(Collected data)

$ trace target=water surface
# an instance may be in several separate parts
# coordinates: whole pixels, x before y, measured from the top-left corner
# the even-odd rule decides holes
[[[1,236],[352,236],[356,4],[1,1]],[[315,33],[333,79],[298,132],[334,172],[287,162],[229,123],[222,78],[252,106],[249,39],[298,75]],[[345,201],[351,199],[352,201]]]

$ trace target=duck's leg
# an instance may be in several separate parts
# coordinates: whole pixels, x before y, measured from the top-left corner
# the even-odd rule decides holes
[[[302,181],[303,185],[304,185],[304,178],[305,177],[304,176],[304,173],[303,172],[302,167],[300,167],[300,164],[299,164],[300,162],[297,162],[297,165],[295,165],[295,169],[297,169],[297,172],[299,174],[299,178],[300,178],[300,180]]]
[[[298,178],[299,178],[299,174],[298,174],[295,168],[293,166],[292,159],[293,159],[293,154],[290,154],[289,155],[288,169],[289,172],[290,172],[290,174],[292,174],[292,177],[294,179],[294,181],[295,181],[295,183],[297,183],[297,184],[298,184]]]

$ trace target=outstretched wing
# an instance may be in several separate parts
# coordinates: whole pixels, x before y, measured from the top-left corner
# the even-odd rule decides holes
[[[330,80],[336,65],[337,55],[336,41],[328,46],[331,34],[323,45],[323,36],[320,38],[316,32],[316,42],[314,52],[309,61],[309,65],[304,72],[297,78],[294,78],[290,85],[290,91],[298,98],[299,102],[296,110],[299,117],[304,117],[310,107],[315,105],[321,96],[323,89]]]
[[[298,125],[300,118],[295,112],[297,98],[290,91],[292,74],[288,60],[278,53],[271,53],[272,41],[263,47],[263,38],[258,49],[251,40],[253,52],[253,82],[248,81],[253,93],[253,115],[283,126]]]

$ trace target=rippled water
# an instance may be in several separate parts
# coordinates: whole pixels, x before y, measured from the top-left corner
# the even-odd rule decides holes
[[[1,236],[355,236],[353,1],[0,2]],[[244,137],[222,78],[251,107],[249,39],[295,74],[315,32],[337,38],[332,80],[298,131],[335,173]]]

**YOUR INSTRUCTIONS**
Output these records as a two-column CSV with the headers "request" and "answer", one row per request, with each field quoted and any line breaks replaced by spaces. Include every record.

**PROBLEM SOLUTION**
request,answer
"$ trace target=water surface # an instance may be in several separate parts # coordinates: whole pixels, x before y, measured from the top-left corner # the even-odd rule decides holes","[[[1,236],[352,236],[356,4],[1,1]],[[315,33],[333,79],[298,132],[334,172],[287,162],[229,123],[222,78],[252,106],[249,39],[298,75]],[[345,201],[351,199],[352,201]]]"
"$ trace target=duck's leg # an instance may be in several separate parts # coordinates: whole pixels, x before y, measured from the top-left corner # the even-odd rule decides holes","[[[302,181],[303,185],[304,185],[304,178],[305,177],[304,176],[304,173],[303,172],[302,167],[300,167],[300,164],[299,164],[300,162],[297,162],[297,165],[295,165],[295,169],[297,169],[297,172],[299,174],[299,178],[300,178],[300,180]]] [[[298,178],[299,178],[299,174],[298,174],[295,168],[293,166],[292,159],[293,159],[293,154],[290,154],[289,155],[288,169],[289,172],[290,172],[290,174],[292,174],[292,177],[294,179],[294,181],[295,181],[295,183],[297,183],[297,184],[298,184]]]"
"$ trace target=outstretched wing # an instance may be in several separate parts # coordinates: whole pixels, x before y, measured from the top-left corner # the even-odd rule decides holes","[[[330,80],[336,65],[337,55],[336,41],[328,46],[331,34],[323,45],[323,36],[320,38],[316,32],[316,42],[314,52],[309,61],[309,65],[304,72],[297,78],[294,78],[290,85],[290,91],[298,98],[299,102],[296,110],[299,117],[304,117],[310,107],[315,105],[321,96],[323,89]]] [[[298,125],[300,118],[295,112],[297,98],[290,91],[292,74],[288,60],[278,53],[271,53],[272,41],[263,47],[263,38],[258,49],[251,40],[253,52],[253,82],[248,81],[253,93],[253,115],[283,126]]]"
"$ trace target=rippled water # an instance may be in several separate parts # coordinates: whole pixels, x before y, measured from the top-left corner # the even-odd rule decides holes","[[[1,236],[355,236],[353,1],[0,2]],[[244,137],[222,78],[251,107],[249,39],[295,74],[315,32],[337,38],[332,80],[298,131],[335,173]]]"